Aim of the task: Swap "place a point" for "mark a point" in every one of the rows below and write them all out again with nothing else changed. Leave out the pictures.

Available data:
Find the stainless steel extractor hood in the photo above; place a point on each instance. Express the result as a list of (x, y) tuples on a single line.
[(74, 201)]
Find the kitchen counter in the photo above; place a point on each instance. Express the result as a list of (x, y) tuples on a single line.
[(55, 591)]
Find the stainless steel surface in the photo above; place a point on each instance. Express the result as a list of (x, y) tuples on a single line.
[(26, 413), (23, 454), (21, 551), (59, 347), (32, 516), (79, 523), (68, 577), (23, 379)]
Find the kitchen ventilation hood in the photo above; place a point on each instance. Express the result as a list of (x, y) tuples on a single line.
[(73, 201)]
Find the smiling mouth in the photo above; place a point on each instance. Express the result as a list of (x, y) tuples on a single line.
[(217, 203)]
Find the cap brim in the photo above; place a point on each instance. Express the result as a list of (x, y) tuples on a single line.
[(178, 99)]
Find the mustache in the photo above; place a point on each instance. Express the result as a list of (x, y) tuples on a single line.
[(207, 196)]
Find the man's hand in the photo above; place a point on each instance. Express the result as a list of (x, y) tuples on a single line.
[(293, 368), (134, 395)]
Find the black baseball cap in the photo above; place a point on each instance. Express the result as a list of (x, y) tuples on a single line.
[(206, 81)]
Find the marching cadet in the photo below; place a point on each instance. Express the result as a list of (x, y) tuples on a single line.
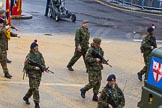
[(81, 44), (94, 65), (147, 45), (3, 49), (111, 96), (34, 73)]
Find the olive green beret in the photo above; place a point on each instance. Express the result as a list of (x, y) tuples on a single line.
[(85, 21), (97, 40), (2, 12)]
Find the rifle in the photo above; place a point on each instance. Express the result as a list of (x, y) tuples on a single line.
[(42, 68), (97, 55)]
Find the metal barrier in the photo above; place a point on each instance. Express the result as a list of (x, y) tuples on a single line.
[(144, 4)]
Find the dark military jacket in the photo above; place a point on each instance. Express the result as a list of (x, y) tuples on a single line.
[(3, 40), (36, 57), (115, 97), (146, 44), (91, 58), (82, 37)]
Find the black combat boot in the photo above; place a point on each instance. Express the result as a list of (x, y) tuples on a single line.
[(83, 91), (7, 75), (36, 104), (70, 68), (95, 97), (139, 76), (26, 100)]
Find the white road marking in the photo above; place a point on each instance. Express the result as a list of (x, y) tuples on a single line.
[(44, 84)]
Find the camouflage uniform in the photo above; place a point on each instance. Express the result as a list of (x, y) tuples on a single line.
[(112, 96), (3, 49), (81, 38), (147, 42), (34, 75), (94, 71)]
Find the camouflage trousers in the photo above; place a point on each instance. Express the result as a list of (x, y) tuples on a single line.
[(34, 83), (94, 78), (77, 55), (145, 68), (3, 57)]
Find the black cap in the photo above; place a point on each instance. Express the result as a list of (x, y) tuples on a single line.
[(150, 29)]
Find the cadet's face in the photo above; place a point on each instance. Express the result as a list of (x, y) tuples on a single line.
[(85, 25), (112, 83), (96, 45), (152, 32), (1, 25), (36, 48)]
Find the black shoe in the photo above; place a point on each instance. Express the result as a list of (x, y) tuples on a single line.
[(26, 100), (70, 68), (83, 91), (37, 105), (139, 76), (8, 61), (7, 75), (95, 97)]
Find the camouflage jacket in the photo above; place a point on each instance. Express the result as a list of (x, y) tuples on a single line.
[(114, 97), (90, 58), (36, 57), (3, 40), (146, 44), (82, 37)]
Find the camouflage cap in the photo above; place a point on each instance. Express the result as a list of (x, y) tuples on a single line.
[(85, 21), (150, 29), (2, 12), (1, 20), (97, 40)]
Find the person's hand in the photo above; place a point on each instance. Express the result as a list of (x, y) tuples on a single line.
[(110, 106), (18, 36), (37, 68), (98, 60), (16, 29), (79, 48), (152, 47)]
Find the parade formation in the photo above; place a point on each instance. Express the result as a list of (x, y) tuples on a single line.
[(111, 96)]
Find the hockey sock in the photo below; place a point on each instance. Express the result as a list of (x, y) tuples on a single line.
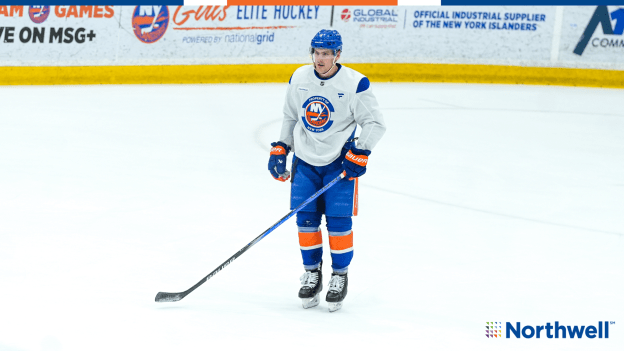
[(340, 243), (310, 239)]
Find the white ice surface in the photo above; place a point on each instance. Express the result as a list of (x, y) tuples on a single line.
[(481, 203)]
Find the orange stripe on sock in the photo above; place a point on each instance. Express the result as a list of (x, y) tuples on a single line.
[(310, 239), (341, 242), (355, 197)]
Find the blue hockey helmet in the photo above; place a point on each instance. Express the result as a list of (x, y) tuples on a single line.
[(326, 39)]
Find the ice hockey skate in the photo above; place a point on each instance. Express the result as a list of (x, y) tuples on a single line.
[(311, 286), (337, 291)]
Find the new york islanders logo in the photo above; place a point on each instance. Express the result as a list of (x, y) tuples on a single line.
[(38, 14), (318, 112), (150, 23)]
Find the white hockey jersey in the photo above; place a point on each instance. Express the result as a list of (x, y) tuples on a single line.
[(320, 115)]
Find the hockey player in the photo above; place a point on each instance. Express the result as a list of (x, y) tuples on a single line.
[(325, 102)]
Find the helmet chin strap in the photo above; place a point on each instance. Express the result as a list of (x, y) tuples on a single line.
[(330, 68)]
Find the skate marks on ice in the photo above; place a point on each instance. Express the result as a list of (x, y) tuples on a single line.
[(491, 212), (270, 127)]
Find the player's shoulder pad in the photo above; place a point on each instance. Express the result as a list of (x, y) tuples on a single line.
[(352, 80), (300, 74)]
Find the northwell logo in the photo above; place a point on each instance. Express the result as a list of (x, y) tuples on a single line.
[(556, 331)]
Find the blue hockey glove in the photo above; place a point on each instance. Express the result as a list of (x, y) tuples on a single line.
[(355, 162), (277, 161)]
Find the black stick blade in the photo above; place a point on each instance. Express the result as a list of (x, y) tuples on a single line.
[(169, 297)]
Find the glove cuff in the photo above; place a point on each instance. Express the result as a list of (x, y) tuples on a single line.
[(360, 160), (357, 151), (279, 148)]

Solution below:
Find the stainless steel extractor hood in the photo above; mark a point on each instance. Express the result as a list of (x, y) tuples on a single line.
[(74, 201)]
Find the kitchen counter in the photo above; mark a point on each instance. Express the result as a list of (x, y) tuples on a single line.
[(55, 591)]
Find the stainless steel surface in the photo above; mark a point on each instance. Express the result as a list of (x, y) tuples on a single line.
[(26, 413), (23, 454), (21, 551), (59, 347), (32, 516), (79, 523), (68, 577), (23, 379)]
Find the kitchen ventilation hood in the photo above; mark a point on each instance. Express the result as a list of (x, y) tuples on a single line.
[(73, 201)]
Find the smiling mouth in the photo above; mark a point on each instance. Express the result as a list of (x, y) tuples on a single line.
[(217, 203)]
Find the cap brim in the photo above; mark a point on each instance. Express the result as a list of (x, y) tuples on a single line.
[(178, 99)]
Find the mustache in the photo above; mark a point on each instance. Express the result as a list of (x, y) tuples on a single line.
[(207, 196)]
Find the man's hand in the photo above; mark a point on each instance. Express the result as a list of (x, y) tuples on a single line.
[(293, 368), (134, 395)]
Find the black baseball cap in the photo above; mark a point on each instance. Express the result as a list of (x, y) tuples on a single line.
[(206, 81)]
Find the marching cadet in the photo below; mark a point on each instance. Express the result as a list of (x, y) tuples on a single line.
[(81, 44), (94, 65), (147, 45), (3, 49), (111, 96), (34, 73)]
Find the olive green beret in the photo above; mark a point on each instance. Express the result as a list of (x, y) tuples on a single line.
[(85, 21), (97, 40), (2, 12)]
Find the rifle in the photo above; mark a point on each instance. Express the result as a list of (x, y) tuples on a single line.
[(42, 68), (97, 55)]
Find the metal barrier in the photo above; mark a point on each instance. Express the result as a list of (x, y) tuples on a single line.
[(144, 4)]
Find the dark military jacket in the photo above; mark a point on each instance. Express the result as a list of (x, y) tuples on a single line.
[(3, 40), (36, 57), (115, 97), (146, 44), (91, 58), (82, 37)]
Find the black combat boot in the photo above; mark a point on each instance. Express the result as a list of (x, y) tuples on a single line.
[(83, 91), (7, 75), (36, 104), (70, 68), (95, 97), (139, 76), (26, 100)]
Find the white road marking in the photo above; mark a point on each instance. Express the result as a list of (x, y) tuples on a single line.
[(44, 84)]
Find the camouflage uniform in the photo above; mark a point on each instance. Express the result as a list of (x, y) tuples on a single line.
[(112, 96), (3, 49), (81, 38), (147, 42), (34, 75), (94, 71)]
Find the camouflage trousers in the photo above; mark a point on each instance. Express the result as a list of (x, y) tuples on a single line.
[(34, 83), (94, 78), (77, 55), (145, 68), (3, 57)]
Find the black cap in the photo above; mark a point on each instance. Express the result as a list of (x, y) tuples on a single line.
[(150, 29)]
Find the cadet's face in the photo above; mark a point on each instance. Express the result as a list of (x, y) tuples on a single line.
[(85, 25), (112, 83), (96, 45), (152, 32), (1, 25), (36, 48)]
Find the black shoe in the photo above; mark a point on each instance. Express the result as a list of (x, y) tuples on a single line.
[(26, 100), (70, 68), (83, 91), (37, 105), (139, 76), (8, 61), (7, 75), (95, 97)]
Find the camouflage jacket in the photo above; mark a point on each instance. Express the result as a list of (x, y) tuples on a single line.
[(114, 97), (90, 58), (36, 57), (3, 40), (146, 44), (82, 37)]
Find the camouflage cap in the photo above; mark a point on each instance. Express the result as a list of (x, y) tuples on a single line.
[(85, 21), (150, 29), (2, 12), (1, 20), (97, 40)]
Find the person's hand in the photo above; mark a point on each instance. Express the result as a list of (x, y) tuples on a single line.
[(110, 106), (18, 36), (37, 68), (98, 60), (16, 29), (79, 48), (152, 47)]
Find the parade formation in the photo above; mark a point on each instance. Express the result as a list of (x, y) tuples on a single line.
[(111, 96)]
Find the hockey sock in the photo below; mark a point on each instance. Express the result as a list of (x, y) tuples on a single line.
[(340, 243), (310, 239)]
Find the white ice surface in the photo above; mark a point on each instance. Express the result as a list of (x, y) tuples on a single line.
[(481, 203)]
Find the orange stripe on sock in the photo above; mark a point on each instance. Express the result as a list of (x, y) tuples on a single line.
[(310, 239), (341, 242), (355, 197)]
Find the blue hockey helmet in the photo above; mark a point on each instance. Express the result as a list of (x, y) tuples on a single line.
[(326, 39)]
Find the ice hockey skate in the photo above; mark a point on each instance. Express the result as a list of (x, y) tuples on a single line.
[(311, 286), (337, 291)]
Find the new york islanders logo in the photo above; mark a point on each instance. Express the result as a list of (x, y) tuples on a single line.
[(38, 14), (318, 112), (150, 23)]
Find the white hockey jersey in the photo above; mark a point on each instance. Express the result as a list of (x, y) tuples on a single line.
[(320, 115)]
Find the hockey player in the photo above; mark a point on each instance. Express the result as a list of (x, y) tuples on a single line.
[(325, 102)]
Find the helmet chin strap in the photo above; mark a point on each instance. Express the result as a list of (x, y) tuples on a single line.
[(330, 68)]
Find the skate marks on ice in the photo above; mark a point on each instance. Express the result as a list of (x, y) tuples on a single line.
[(491, 212), (270, 127)]
Find the player's shoulder pad in the photo above; mark a point on each instance. Express the result as a list of (x, y) tuples on a single line.
[(352, 80), (300, 74)]
Find the northwell logo in the photo above; mark a point on each instance. Express the result as a list of (x, y) tuples on a single line.
[(556, 331)]
Find the blue hockey glove in the photo above; mark a point on each instance. Express the result as a list of (x, y) tuples on a single line.
[(355, 162), (277, 161)]
Find the black stick blade in the photo above; mark a point on each instance. Express the result as a list of (x, y) tuples on a single line.
[(169, 297)]
Find the glove cuff in the photo above; mark a point on each instance. Express the result as a list of (x, y) tuples on a single line.
[(360, 160), (357, 151), (279, 148)]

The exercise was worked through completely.